- PROMPT A: Translate this sentence from the review into Spanish: "It's the perfect theme for the perfect villain."
- PROMPT B: Reproduce the review starting with "Friday, August 30, 2024" and going on through "their interminable catatonia.", substituting "cellar" for "attic".

- EXTRACT:
Friday, August 30, 2024

BEDTIME FOR ROBOTS: CHLOROFORM DAYS

Michael Ferentino's Bedtime for Robots sails toward a happier, stranger time, with the eight-track opus, Chloroform Days (a special release from The Church of the Noisy Goat). Its audio elements are occasionally grim, but with the retro ability (done in a Tangerine Dream stream) to instill the mind with mollifying fancies of any kind. (The following constitutes my individualized interpretations, based on the tracks' titles and their ensuing sounds.) 

"Corpse of Valerie" begins the epic with a stroke of abandonment. Its pace is careful and shrewd, reminiscent of the attic where (if I may be so bold) Catherine Deneuve has added another among her many corpses. In this respect, the track's creeping notes represent the wavering brainwaves of her undead ensemble, welcoming their fledgling member to their interminable catatonia.

"Epicurean Asshole" is comparably ominous, symbolizing (from my surreptitious vantage) a callous clod devoid of soulful belief. A shuffling cockiness gives this one its kick, airing an arrogance that invokes immorality. It's the perfect theme for the perfect villain. 

"Violent Violet" elects that villain's quarrelsome concubine, in a composition that vocalizes a self-deprecating but rebellious squeal. It's delivered through a male's voice, but in its taunting, la-la refrain (and mind-shifting game), it's female through and through (and of course, most un-ladylike, at that). 

"Community of Delicate Unity" is a totalitarian pledge disguised with peacenik decorations, a track that could be used as a backdrop for Terry Gilliam's Brazil, as it rolls with a monitor-queued assembly line that alas, culminates in blabbering lobotomization.  

For me, "Vicious Turd" strikes an underlying,  Phantom of the Paradise disposition, an electrical dejection that's as therapeutic as it's forbidding. Its organ-pressed build-up, draped by a mask and cloak, reeks of artistic revenge.

"Surrealistic Humanism" bangs like popcorn under a fire. It may bud from flesh and blood, but its underside is a wiring that sings the body electric, albeit to the beat of a discontent, music box.

"Chloroform Days," is the emblazoned, titular selection that spurts disinfectant like a choo choo train fueled by testosterone fished from Prince. It's hard to say how far its seraphic purgation (not to mention its tribal prance) will go; it could be either good or bad, depending on one's mood. (This composition is particularly impetuous, as its vocals seem to seduce and reduce one into an equivocal, comatose state that somehow manages to keep one wide-awake.)

"Disturbed Club of Self-Righteous Flunkies" is where the pompous pieces land. It functions by a stop-and-go progression, pausing only to subside and then go again. However, once it steadies, it keeps a gentle, Zen-like flow, though woven by enough unpaid promises to plug a bottomless pit.  

Chloroform Days, like any Bedtime for Robots experiment, is open to personal (re)design. Nevertheless, its sedatives are potent (and quite open), guaranteeing fresh explorations each and every time.

- SOURCE INFORMATION:
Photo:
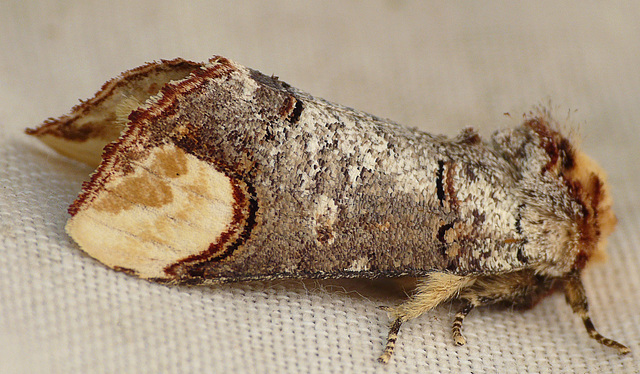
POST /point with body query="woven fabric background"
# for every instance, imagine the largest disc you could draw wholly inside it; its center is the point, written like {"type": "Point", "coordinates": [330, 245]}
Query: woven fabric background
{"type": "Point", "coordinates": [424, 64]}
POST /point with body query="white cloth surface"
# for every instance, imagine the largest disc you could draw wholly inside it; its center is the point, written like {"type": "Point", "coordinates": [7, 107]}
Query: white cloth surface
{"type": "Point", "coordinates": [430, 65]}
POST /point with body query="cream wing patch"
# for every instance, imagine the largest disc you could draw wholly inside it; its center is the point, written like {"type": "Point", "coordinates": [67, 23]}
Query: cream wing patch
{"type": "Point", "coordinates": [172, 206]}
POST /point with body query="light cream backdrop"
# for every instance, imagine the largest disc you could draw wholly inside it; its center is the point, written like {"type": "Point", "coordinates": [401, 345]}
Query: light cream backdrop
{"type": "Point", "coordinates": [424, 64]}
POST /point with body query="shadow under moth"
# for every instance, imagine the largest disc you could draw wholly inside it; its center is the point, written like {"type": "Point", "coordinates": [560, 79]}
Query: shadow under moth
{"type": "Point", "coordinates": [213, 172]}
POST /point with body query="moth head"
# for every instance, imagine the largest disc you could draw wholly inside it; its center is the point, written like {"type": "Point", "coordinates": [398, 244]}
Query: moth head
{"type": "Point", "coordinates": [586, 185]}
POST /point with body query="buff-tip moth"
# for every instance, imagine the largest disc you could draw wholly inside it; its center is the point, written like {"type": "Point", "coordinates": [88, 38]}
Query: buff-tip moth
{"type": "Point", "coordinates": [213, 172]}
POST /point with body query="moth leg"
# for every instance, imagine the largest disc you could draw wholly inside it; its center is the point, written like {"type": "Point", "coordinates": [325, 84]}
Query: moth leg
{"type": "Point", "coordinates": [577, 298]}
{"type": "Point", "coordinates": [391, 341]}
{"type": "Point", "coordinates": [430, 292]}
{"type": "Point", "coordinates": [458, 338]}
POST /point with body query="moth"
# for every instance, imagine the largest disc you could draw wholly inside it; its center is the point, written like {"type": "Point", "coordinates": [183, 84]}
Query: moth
* * *
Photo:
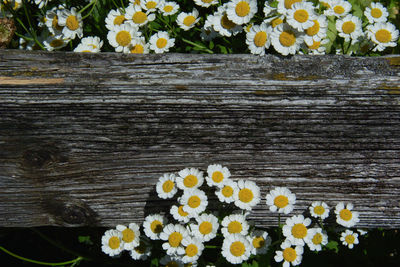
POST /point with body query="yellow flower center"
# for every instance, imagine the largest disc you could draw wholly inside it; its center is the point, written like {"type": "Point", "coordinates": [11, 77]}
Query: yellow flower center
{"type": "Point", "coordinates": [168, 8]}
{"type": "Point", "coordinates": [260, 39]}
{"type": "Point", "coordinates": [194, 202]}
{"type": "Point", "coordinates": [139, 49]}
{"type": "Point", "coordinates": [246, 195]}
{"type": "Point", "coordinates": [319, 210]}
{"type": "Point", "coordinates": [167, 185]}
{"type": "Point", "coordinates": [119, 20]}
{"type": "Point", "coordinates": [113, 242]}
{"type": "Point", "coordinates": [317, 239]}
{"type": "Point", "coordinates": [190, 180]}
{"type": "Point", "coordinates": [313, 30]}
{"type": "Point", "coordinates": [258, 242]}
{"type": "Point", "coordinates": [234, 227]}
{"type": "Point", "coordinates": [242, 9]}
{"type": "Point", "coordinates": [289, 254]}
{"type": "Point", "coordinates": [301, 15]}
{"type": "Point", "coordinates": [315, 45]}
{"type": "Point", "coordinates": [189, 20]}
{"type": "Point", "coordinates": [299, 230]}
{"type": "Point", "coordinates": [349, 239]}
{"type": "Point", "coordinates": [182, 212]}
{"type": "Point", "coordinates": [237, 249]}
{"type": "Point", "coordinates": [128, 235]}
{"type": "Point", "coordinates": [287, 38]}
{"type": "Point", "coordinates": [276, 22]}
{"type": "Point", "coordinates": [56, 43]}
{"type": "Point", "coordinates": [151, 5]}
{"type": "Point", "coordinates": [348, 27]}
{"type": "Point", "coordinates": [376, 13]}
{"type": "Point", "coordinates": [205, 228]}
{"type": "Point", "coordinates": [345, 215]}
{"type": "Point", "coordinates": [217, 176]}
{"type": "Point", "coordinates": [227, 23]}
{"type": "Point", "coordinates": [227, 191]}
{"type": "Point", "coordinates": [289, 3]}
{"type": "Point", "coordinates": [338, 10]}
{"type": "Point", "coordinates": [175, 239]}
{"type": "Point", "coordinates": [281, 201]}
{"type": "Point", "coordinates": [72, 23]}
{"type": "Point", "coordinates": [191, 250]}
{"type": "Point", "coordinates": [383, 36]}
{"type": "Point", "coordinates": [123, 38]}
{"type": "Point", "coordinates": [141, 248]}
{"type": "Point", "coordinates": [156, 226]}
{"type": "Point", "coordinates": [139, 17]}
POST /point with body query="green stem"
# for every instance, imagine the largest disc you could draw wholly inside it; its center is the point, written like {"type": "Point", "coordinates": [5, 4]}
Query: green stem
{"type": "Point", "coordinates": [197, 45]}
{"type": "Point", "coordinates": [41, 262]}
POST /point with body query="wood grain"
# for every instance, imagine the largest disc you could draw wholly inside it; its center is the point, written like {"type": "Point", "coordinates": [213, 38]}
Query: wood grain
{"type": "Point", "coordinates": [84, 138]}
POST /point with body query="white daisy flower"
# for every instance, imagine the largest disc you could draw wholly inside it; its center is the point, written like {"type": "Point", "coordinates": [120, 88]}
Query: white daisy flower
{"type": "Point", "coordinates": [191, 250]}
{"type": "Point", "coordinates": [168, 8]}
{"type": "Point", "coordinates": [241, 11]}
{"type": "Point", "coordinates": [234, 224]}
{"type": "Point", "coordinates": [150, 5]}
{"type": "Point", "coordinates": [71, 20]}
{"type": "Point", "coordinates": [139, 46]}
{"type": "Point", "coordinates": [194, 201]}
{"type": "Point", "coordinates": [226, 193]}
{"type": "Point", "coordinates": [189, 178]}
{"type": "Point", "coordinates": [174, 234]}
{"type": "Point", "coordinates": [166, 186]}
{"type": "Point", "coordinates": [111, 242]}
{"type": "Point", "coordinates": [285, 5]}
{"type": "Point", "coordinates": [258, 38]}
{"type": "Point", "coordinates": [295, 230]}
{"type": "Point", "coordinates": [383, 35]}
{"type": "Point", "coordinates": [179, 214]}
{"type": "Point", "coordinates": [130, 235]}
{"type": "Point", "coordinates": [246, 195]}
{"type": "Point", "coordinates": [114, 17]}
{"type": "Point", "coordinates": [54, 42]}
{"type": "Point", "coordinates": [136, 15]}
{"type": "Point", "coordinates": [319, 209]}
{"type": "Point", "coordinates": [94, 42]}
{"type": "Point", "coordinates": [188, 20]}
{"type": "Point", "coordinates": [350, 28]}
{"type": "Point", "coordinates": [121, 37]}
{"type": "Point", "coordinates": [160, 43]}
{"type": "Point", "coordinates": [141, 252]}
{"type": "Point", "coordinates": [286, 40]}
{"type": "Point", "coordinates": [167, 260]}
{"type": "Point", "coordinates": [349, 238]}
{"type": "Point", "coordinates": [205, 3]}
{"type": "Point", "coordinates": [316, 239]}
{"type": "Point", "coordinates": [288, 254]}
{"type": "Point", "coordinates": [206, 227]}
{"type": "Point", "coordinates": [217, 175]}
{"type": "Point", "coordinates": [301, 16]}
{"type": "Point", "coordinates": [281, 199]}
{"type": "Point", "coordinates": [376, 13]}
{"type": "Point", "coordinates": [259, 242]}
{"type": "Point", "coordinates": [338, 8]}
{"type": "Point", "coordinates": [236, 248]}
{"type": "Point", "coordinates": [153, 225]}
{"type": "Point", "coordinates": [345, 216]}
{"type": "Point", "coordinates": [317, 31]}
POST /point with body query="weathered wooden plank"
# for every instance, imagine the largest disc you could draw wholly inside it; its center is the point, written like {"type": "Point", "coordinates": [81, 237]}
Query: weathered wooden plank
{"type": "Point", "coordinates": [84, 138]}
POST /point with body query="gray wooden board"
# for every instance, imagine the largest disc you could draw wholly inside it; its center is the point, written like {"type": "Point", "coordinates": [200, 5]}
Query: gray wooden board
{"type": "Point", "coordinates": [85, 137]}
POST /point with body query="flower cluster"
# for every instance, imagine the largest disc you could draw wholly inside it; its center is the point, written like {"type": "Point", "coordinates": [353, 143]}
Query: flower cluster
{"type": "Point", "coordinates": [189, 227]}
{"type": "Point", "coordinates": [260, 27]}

- EXERCISE RESULT A: Es el tema perfecto para el villano perfecto.

- EXERCISE RESULT B:
Friday, August 30, 2024

BEDTIME FOR ROBOTS: CHLOROFORM DAYS

Michael Ferentino's Bedtime for Robots sails toward a happier, stranger time, with the eight-track opus, Chloroform Days (a special release from The Church of the Noisy Goat). Its audio elements are occasionally grim, but with the retro ability (done in a Tangerine Dream stream) to instill the mind with mollifying fancies of any kind. (The following constitutes my individualized interpretations, based on the tracks' titles and their ensuing sounds.) 

"Corpse of Valerie" begins the epic with a stroke of abandonment. Its pace is careful and shrewd, reminiscent of the cellar where (if I may be so bold) Catherine Deneuve has added another among her many corpses. In this respect, the track's creeping notes represent the wavering brainwaves of her undead ensemble, welcoming their fledgling member to their interminable catatonia.